Your assignment – Wherever pictures occur in the entries below, leave them out and retype the rest exactly.

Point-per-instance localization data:
○ ○ ○ ○ ○ ○ ○

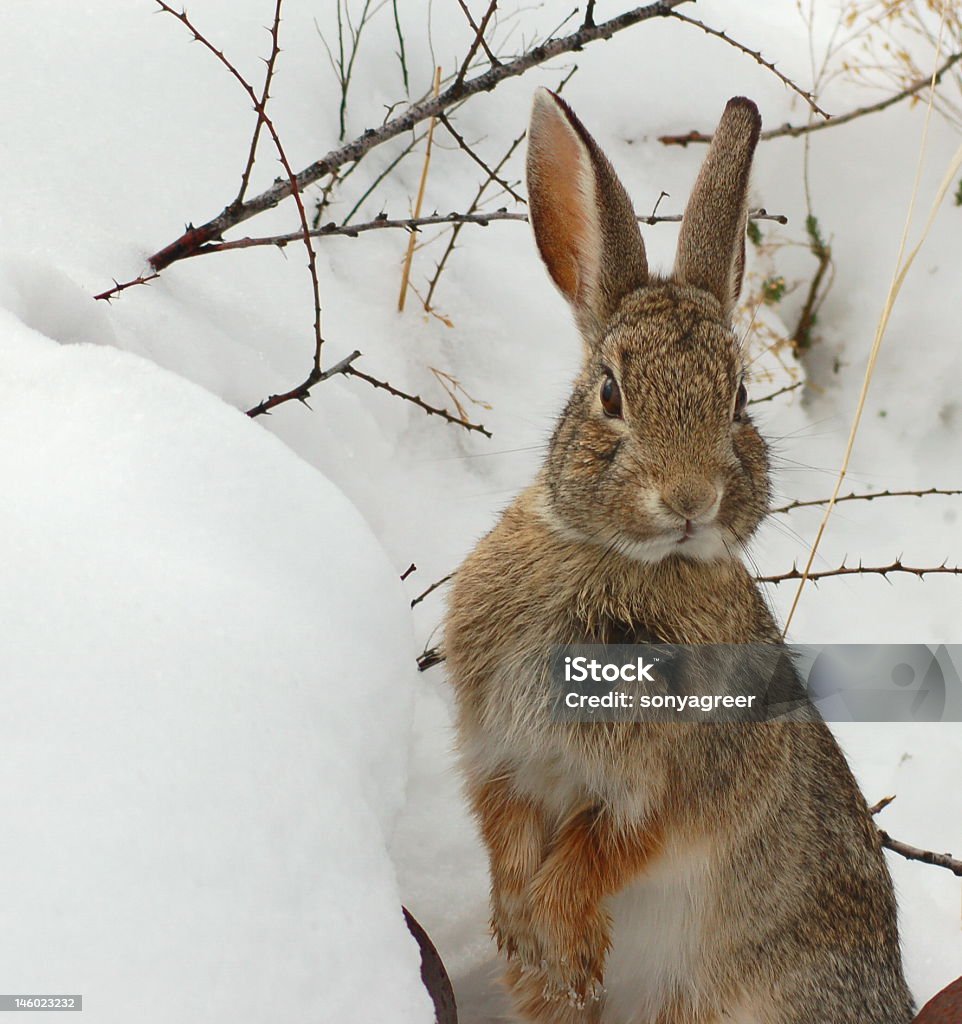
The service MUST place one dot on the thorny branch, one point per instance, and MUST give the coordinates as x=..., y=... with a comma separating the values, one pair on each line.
x=860, y=569
x=383, y=222
x=431, y=589
x=302, y=391
x=794, y=131
x=864, y=498
x=315, y=375
x=756, y=56
x=492, y=174
x=913, y=852
x=232, y=215
x=416, y=399
x=264, y=96
x=775, y=394
x=478, y=39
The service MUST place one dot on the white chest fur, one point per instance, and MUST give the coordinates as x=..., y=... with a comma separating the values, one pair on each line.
x=658, y=947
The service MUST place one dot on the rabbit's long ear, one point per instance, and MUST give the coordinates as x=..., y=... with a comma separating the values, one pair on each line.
x=583, y=220
x=711, y=245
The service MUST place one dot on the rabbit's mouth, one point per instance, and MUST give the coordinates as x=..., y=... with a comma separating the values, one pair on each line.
x=689, y=530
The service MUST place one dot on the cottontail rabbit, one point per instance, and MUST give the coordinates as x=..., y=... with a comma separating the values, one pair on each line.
x=696, y=873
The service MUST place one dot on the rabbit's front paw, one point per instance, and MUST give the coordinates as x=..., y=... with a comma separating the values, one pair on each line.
x=510, y=926
x=570, y=949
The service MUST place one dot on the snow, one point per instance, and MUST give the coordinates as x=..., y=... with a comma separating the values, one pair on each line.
x=208, y=689
x=224, y=770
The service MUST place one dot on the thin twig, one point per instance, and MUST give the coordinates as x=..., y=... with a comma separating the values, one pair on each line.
x=415, y=140
x=478, y=40
x=755, y=55
x=383, y=222
x=233, y=215
x=429, y=657
x=925, y=856
x=416, y=399
x=453, y=240
x=118, y=287
x=794, y=131
x=402, y=56
x=422, y=185
x=865, y=498
x=860, y=569
x=492, y=174
x=264, y=95
x=775, y=394
x=302, y=391
x=880, y=805
x=282, y=156
x=431, y=589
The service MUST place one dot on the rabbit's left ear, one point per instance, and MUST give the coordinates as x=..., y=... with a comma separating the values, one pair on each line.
x=582, y=217
x=711, y=245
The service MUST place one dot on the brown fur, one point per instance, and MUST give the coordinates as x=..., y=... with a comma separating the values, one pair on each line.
x=632, y=532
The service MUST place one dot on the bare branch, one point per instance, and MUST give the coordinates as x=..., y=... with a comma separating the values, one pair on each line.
x=880, y=805
x=865, y=498
x=118, y=287
x=302, y=391
x=422, y=184
x=416, y=399
x=492, y=174
x=794, y=131
x=925, y=856
x=431, y=589
x=860, y=569
x=383, y=222
x=775, y=394
x=213, y=229
x=264, y=95
x=477, y=41
x=282, y=156
x=755, y=55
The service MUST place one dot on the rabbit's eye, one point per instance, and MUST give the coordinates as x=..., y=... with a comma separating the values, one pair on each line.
x=611, y=396
x=741, y=400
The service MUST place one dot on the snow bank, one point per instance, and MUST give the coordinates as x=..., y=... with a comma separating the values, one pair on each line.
x=206, y=687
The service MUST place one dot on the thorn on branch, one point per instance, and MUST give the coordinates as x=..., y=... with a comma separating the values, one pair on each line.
x=302, y=391
x=860, y=569
x=775, y=394
x=794, y=131
x=118, y=287
x=755, y=55
x=416, y=399
x=866, y=498
x=431, y=589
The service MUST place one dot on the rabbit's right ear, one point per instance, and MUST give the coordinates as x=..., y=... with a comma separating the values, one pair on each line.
x=711, y=244
x=584, y=222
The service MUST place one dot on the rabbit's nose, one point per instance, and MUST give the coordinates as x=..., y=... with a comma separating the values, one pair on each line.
x=692, y=498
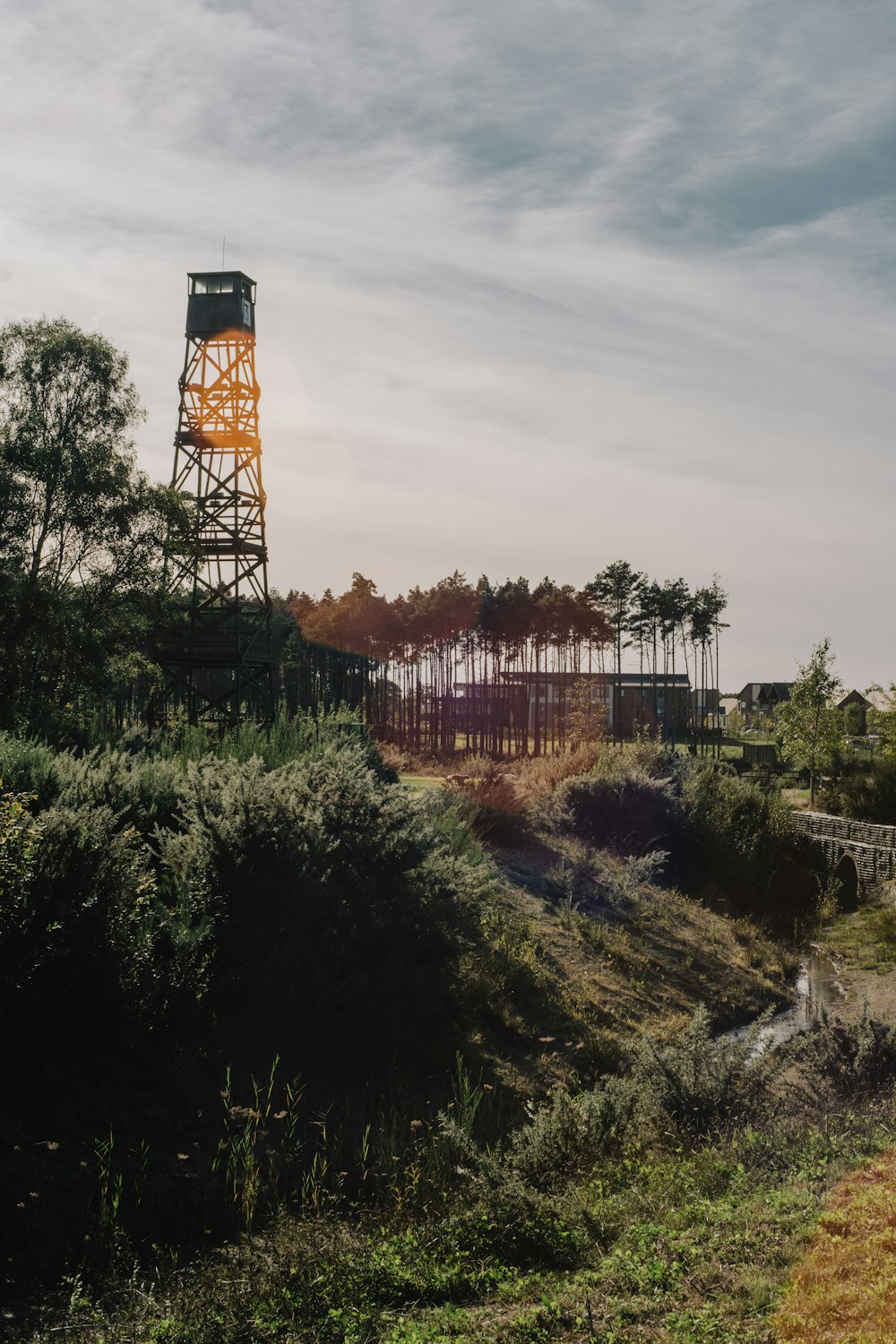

○ ○ ○ ○ ○ ○ ○

Solved problem –
The service MUST place one dot on the thorny branch, one point per instance, and MUST give the coordinates as x=..., y=... with a comma separating the values, one pair on each line.
x=860, y=569
x=383, y=222
x=431, y=589
x=302, y=391
x=794, y=131
x=864, y=498
x=315, y=375
x=756, y=56
x=492, y=174
x=913, y=852
x=232, y=215
x=416, y=399
x=264, y=96
x=775, y=394
x=478, y=39
The service MUST place one dot on the white chest fur, one point per instance, and MUST give the coordinates as x=..., y=... with a comma separating the values, one pair on each line.
x=658, y=947
The service MUST place one dot on the rabbit's long ear, one point per instance, and MUST give the coordinates as x=..., y=... with a comma separating the values, one pair on each line.
x=583, y=220
x=711, y=245
The service MUST place one dot on the rabbit's mouth, one point per instance, and MUST give the coordinates as x=..., y=... with a comma separating the values, one pair on each line.
x=689, y=530
The service MUST place one dot on the cottontail rabbit, one point per instance, and MUST give the coordinates as x=..., y=... with a comma separating the values, one pair on each line.
x=696, y=873
The service MUST place one dot on the rabbit's front paw, one point per instance, and MUST give the coordinates as x=..., y=... with a comma separating the values, one pair on each line.
x=510, y=926
x=570, y=949
The service MUST place one dot on the snow, one point per instance, and MUST give the coordinates as x=..., y=... with a comma separating the values, one pair on each line.
x=208, y=689
x=224, y=770
The service MUST place one dot on the thin twig, one point per instance, and MUST give the coordinates as x=..., y=... with a comma separating the values, one pair on each line.
x=415, y=140
x=478, y=40
x=755, y=55
x=383, y=222
x=233, y=215
x=429, y=657
x=925, y=856
x=416, y=399
x=453, y=240
x=118, y=287
x=794, y=131
x=402, y=56
x=422, y=185
x=865, y=498
x=860, y=569
x=492, y=174
x=264, y=95
x=775, y=394
x=302, y=391
x=880, y=805
x=282, y=156
x=431, y=589
The service MUST place one dot on the rabbit's left ear, one point per instance, and MUST give the coordinates as x=..., y=... with a comma separating the values, one pair on each line.
x=582, y=217
x=711, y=245
The service MUST place one dot on the brown fur, one point per instance, and MUST give the coordinates as x=..., y=... with a comma separating the values, one pair on each line.
x=632, y=532
The service MUST place one dot on the bare branch, one point per instance, and MUST give the coordinates as x=..., y=... with a comma separating the values, one pair on each line.
x=880, y=805
x=865, y=498
x=118, y=287
x=302, y=391
x=422, y=184
x=416, y=399
x=492, y=174
x=794, y=131
x=925, y=856
x=431, y=589
x=860, y=569
x=383, y=222
x=775, y=394
x=213, y=229
x=264, y=95
x=477, y=41
x=282, y=156
x=755, y=55
The service MUST place one dot on the rabbit's eye, one point per instance, and MUST give the coordinates as x=..., y=... with a comma separating the values, one pair on each line.
x=611, y=396
x=741, y=400
The service MUST place one dot on the snow bank, one point per instance, and MUST give the coordinates as x=..., y=... with a comma separating the values, one pair on each line.
x=206, y=687
The service MUST place one dot on the thorn on branch, one point per instance, and MUST give the coordinates as x=..., y=... with a comma separating the values, one pair on each line.
x=302, y=391
x=860, y=569
x=775, y=394
x=794, y=131
x=118, y=287
x=755, y=55
x=416, y=399
x=866, y=498
x=431, y=589
The service MUST place one dot on the rabbit's right ear, one point per instance, and MUST give the coordinates as x=..., y=... with a comma separating the values, one pair on each line.
x=711, y=244
x=584, y=222
The service MUST place one dot on the rabbit's nose, one point per instance, and MUST give the coordinates as x=..., y=... with a comma separating the values, one pair on each line.
x=692, y=498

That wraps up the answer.